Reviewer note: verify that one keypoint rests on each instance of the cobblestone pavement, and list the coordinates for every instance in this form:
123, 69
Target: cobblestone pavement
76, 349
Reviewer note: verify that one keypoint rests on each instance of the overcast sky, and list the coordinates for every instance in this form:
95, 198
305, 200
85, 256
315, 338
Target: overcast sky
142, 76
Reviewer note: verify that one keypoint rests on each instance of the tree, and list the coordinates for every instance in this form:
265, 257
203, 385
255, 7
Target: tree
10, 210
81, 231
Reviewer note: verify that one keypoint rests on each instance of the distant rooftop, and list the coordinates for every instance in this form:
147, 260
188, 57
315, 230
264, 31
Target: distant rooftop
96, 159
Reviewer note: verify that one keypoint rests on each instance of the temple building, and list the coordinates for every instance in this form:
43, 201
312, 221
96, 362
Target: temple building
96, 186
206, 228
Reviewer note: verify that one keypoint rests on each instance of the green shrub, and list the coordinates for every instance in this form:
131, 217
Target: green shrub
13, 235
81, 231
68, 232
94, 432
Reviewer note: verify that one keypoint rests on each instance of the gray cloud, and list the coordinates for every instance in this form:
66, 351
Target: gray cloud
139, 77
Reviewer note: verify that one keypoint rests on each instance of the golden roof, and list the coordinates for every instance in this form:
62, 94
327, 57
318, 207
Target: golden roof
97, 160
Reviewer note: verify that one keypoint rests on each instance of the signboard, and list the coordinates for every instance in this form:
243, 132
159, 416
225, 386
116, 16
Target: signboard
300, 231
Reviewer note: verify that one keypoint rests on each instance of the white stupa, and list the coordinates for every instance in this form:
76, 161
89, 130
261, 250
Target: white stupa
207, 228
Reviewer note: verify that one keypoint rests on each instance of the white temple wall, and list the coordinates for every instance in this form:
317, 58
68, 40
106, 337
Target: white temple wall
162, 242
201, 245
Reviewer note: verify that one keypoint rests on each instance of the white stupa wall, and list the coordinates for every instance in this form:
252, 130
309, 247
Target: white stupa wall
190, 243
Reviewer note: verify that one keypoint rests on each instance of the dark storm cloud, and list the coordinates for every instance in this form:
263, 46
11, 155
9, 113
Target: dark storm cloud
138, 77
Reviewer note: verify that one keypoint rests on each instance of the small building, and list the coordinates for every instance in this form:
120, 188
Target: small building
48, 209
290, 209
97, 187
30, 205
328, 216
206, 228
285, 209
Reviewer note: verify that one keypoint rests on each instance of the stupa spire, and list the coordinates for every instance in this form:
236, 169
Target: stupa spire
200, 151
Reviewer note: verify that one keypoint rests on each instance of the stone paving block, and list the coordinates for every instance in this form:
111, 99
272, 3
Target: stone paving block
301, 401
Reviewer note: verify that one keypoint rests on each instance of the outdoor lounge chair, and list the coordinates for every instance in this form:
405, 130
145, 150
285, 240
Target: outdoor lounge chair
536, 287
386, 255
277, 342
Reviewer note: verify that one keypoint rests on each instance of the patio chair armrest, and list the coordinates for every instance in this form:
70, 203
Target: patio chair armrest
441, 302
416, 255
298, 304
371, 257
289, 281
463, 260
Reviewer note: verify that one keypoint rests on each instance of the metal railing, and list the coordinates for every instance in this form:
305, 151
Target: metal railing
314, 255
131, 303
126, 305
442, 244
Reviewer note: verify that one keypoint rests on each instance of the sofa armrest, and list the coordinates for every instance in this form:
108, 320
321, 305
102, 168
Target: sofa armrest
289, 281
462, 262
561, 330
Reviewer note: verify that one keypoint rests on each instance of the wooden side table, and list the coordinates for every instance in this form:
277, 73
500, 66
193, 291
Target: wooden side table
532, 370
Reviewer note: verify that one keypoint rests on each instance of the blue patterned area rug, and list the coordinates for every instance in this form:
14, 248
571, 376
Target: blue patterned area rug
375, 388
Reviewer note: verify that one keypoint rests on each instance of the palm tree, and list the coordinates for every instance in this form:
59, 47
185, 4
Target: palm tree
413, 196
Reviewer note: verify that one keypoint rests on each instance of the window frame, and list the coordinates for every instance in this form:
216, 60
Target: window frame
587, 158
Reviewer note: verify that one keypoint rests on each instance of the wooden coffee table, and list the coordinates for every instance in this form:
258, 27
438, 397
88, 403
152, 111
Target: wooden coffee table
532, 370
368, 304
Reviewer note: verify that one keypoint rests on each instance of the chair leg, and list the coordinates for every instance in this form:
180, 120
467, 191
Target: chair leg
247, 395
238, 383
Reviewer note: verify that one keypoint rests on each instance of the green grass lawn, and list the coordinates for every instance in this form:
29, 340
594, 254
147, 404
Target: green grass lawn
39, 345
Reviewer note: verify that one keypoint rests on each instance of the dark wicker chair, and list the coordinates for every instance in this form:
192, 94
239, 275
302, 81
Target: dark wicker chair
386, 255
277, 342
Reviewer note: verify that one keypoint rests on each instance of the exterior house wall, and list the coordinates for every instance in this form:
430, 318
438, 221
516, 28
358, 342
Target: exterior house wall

☆ ☆ ☆ ☆ ☆ ☆ ☆

▸ **TASK OBJECTIVE**: Transcription of all the material must be exact.

▸ **SOLUTION TO THIS PROBLEM**:
Reviewer note: verify that one keypoint rests on each instance of the cobblestone pavement, and list the coordinates for every instance in this form:
123, 69
Target: cobblestone pavement
76, 349
Reviewer note: verify that one keypoint rests on each instance of the overcast sky, and list the coordinates for every instance in this form:
95, 198
305, 200
85, 256
315, 338
Target: overcast sky
142, 76
Reviewer note: verify that one keypoint rests on each instance of the tree, and list the coordinates for every instance in this form:
265, 257
203, 385
255, 7
Target: tree
10, 210
81, 231
Reviewer note: verify that one keypoint rests on each instance of the distant rooftop, and list the coordinates for every instance in this form:
147, 260
188, 57
315, 230
264, 31
Target: distant rooftop
96, 159
Reviewer note: verify that one keypoint rests on each instance of the temple building, and list the coordinates for every instance in this form:
43, 201
312, 221
96, 362
Target: temple building
96, 186
206, 228
Reviewer note: verify that one keypoint rests on each instance of the green shrub, and list the coordinates for every instance in this form:
131, 217
Target: green shrub
13, 235
81, 231
68, 232
94, 432
Reviewer note: verify that one keypoint rests on each instance of the gray cloud, and list the coordinates for every instance in this form:
66, 351
Target: gray cloud
139, 77
Reviewer note: verify that one keypoint rests on each instance of the golden roof, and list the coordinates for every instance in this form:
62, 94
327, 57
318, 207
Target: golden roof
97, 160
Reviewer note: verify that one keypoint rests on each instance of the signboard, and list the coordinates for every instance in this form:
243, 132
159, 416
225, 386
116, 16
Target: signboard
300, 231
Reviewer note: verify that one keypoint rests on each instance of the white stupa, and list the coordinates for every instance in this form:
76, 161
89, 130
261, 250
Target: white stupa
207, 228
Reviewer note: verify that one keypoint rests on each instance of the white temple wall, and list the coordinates for every instance in this form:
317, 58
68, 40
106, 337
Target: white temple wall
162, 242
201, 245
Reviewer note: verify that one keypoint rests on each instance of the white stupa wall, and list the coordinates for every instance in this form:
252, 130
309, 247
Target: white stupa wall
190, 243
Reviewer note: verify that one keypoint rests on each instance of the dark storm cloud, and list the coordinates for every instance in this form:
263, 46
11, 155
9, 113
Target: dark storm cloud
138, 77
Reviewer note: verify that one keypoint rests on each instance of the small building, and list the coordinates for every instance in this form:
120, 188
Target: small building
48, 209
290, 209
97, 187
30, 205
328, 216
206, 228
285, 209
Reviewer note: verify that one keypoint rests on each instance of the stupa spire, and list the coordinates for every instance in this form:
236, 169
Target: stupa spire
200, 151
Reviewer note: verify that one keypoint rests on each instance of the stone paving block, and list the coordinates for every instance in this form:
111, 99
272, 3
Target: stone paving block
301, 401
Reviewer note: verify that one keypoint rests on each instance of the outdoor lounge chair, and list the coordinates for every instance in this form:
405, 130
145, 150
285, 240
Target: outdoor lounge chair
536, 287
386, 255
277, 342
Reviewer note: verify that one keypoint rests on each instance of the patio chair armrest, and list the coordinates for every instance in this form:
70, 203
Target: patio chair armrest
441, 302
416, 255
298, 304
371, 257
289, 281
463, 260
Reviewer note: verify that one keypoint rests on each instance of the metal railing, and list the coordinates for every instance in this form:
305, 151
Target: metal railing
314, 255
131, 303
126, 305
442, 244
Reviewer note: verify that one keypoint rests on each instance of the sofa armrest, and list the coordinates for every instance in this form:
108, 320
321, 305
102, 168
Target: sofa armrest
289, 281
462, 262
561, 330
Reviewer note: verify that one keypoint rests on each instance of the wooden side table, and list the coordinates for every instance in this form:
277, 73
500, 66
193, 291
Target: wooden side table
532, 370
Reviewer note: verify that one keypoint rests on each instance of the blue patterned area rug, and list the coordinates for every instance in this form:
14, 248
571, 376
Target: blue patterned area rug
375, 388
Reviewer note: verify that one keypoint rests on each instance of the palm tree, and list the coordinates for every instance in this form:
59, 47
185, 4
Target: palm tree
413, 196
Reviewer note: verify that one keypoint rests on each instance of the window frame, and list the coordinates for every instance in this form:
216, 60
Target: window frame
587, 158
Reviewer note: verify that one keypoint rests on each instance of the wooden coffee table, and list the coordinates for every instance in this form:
258, 27
438, 397
88, 403
152, 111
Target: wooden coffee table
532, 370
368, 304
Reviewer note: verify that one keypoint rests on each instance of the chair leg, and list the coordinates for every instance in this form:
180, 120
467, 191
Target: chair leg
247, 395
238, 383
Reviewer note: verify that one keypoint rests on each instance of the green grass lawn, and list the coordinates for every instance in this form:
29, 340
594, 254
147, 404
Target: green grass lawn
39, 345
Reviewer note: verify that one keypoint rests on each instance of the dark wicker chair, and list the coordinates for every instance in this form:
192, 94
239, 275
302, 81
Target: dark wicker chair
386, 255
277, 342
Reviewer note: verify that one keypoint rests on each instance of the exterior house wall, and list the coordinates for every instance in this form:
430, 318
438, 221
516, 28
358, 342
Target: exterior house wall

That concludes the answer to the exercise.